§ EXERCISE INSTRUCTIONS
Only the lines from the one containing "Front: indicate one pin on every instance of the white building" through the end of the material are to be echoed, each exactly as it appears.

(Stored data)

——————

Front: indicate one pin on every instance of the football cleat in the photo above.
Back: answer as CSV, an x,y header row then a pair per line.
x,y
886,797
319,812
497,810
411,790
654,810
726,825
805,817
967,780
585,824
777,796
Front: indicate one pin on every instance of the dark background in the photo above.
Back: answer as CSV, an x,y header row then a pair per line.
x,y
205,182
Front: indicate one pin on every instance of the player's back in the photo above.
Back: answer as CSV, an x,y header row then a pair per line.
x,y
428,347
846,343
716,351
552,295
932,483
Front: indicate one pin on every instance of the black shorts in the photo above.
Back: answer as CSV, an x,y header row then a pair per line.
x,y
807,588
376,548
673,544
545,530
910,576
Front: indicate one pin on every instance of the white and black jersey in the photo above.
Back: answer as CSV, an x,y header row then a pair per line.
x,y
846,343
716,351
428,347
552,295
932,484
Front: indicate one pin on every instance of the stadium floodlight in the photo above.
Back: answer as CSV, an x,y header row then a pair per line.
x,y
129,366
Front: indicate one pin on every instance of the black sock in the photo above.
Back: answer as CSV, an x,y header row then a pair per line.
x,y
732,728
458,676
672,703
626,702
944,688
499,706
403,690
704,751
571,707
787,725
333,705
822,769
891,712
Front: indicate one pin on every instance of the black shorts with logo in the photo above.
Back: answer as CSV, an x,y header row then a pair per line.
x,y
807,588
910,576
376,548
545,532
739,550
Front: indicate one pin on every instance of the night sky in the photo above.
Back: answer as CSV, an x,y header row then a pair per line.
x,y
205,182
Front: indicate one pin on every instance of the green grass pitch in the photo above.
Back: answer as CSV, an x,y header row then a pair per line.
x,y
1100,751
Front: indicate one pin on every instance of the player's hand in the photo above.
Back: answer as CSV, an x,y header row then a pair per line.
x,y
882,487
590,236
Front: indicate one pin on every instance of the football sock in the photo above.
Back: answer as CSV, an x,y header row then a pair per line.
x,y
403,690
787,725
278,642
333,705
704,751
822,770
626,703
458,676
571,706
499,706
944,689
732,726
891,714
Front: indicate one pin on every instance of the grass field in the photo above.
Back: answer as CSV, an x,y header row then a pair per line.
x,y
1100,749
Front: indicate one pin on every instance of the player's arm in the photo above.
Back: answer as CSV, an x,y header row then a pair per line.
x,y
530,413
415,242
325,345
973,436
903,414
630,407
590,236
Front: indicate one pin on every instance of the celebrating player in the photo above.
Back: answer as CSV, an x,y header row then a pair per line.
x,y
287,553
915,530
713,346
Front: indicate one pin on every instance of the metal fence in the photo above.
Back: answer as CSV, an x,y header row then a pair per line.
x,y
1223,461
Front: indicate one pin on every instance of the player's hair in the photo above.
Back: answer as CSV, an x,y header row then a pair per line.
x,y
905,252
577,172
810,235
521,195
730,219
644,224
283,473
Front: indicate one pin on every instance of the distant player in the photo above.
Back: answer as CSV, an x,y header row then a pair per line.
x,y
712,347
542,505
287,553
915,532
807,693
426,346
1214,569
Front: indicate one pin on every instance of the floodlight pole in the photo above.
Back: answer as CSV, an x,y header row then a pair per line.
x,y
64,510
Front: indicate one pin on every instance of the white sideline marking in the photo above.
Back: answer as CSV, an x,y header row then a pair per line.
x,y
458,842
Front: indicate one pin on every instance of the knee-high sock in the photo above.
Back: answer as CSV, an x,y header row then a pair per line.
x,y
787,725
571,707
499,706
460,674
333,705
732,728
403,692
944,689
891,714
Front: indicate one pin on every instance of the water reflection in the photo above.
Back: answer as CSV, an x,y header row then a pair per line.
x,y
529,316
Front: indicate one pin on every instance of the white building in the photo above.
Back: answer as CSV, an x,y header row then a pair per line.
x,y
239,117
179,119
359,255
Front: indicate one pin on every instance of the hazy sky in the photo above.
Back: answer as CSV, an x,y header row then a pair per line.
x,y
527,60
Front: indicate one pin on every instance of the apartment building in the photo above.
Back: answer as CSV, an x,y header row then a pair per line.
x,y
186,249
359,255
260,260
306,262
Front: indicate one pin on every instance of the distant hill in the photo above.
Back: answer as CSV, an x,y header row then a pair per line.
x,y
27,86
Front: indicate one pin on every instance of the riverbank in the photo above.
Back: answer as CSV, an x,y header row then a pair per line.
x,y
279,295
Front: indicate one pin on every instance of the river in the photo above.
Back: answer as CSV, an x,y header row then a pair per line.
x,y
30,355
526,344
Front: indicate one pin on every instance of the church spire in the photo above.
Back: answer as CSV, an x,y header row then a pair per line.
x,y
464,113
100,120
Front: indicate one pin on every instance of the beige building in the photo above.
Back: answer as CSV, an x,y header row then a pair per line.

——————

§ OUTPUT
Front: indicate one pin on every instance of the white building in the photo above.
Back: answer as CSV, an x,y header row then a pair per line.
x,y
239,117
179,119
359,255
Front: indicate one pin on every instance of the hazy sky in the photo above.
Back: answer as CSV, an x,y header row then a pair per line.
x,y
527,60
Front: indicate one pin on every instance of the apartment building in the photo above.
Back: answer as CSV, an x,y header row then a pair per line.
x,y
186,249
359,255
260,260
306,262
Front: indicate one pin on every instance of the distant hill in the photo above.
Back: answer as CSV, an x,y header row then a pair per line.
x,y
27,86
Front: indicate one pin on every instance of the riverbank in the photo above.
Back: answer as CSV, an x,y header row then a pair per line.
x,y
279,295
Front: indicate one pin on every instance of the river in the photo above.
Back: answer as CSV, an x,y header row then a pair per line.
x,y
30,355
526,344
Front: indicate one pin on every instance of the church spire in the photo above.
Back: answer as CSV, an x,y header row then a pair per line.
x,y
464,113
100,120
Front: indicate one pin on every instance of the beige building in the photo above.
Back: answer as CSV, an x,y header row then a pair per line.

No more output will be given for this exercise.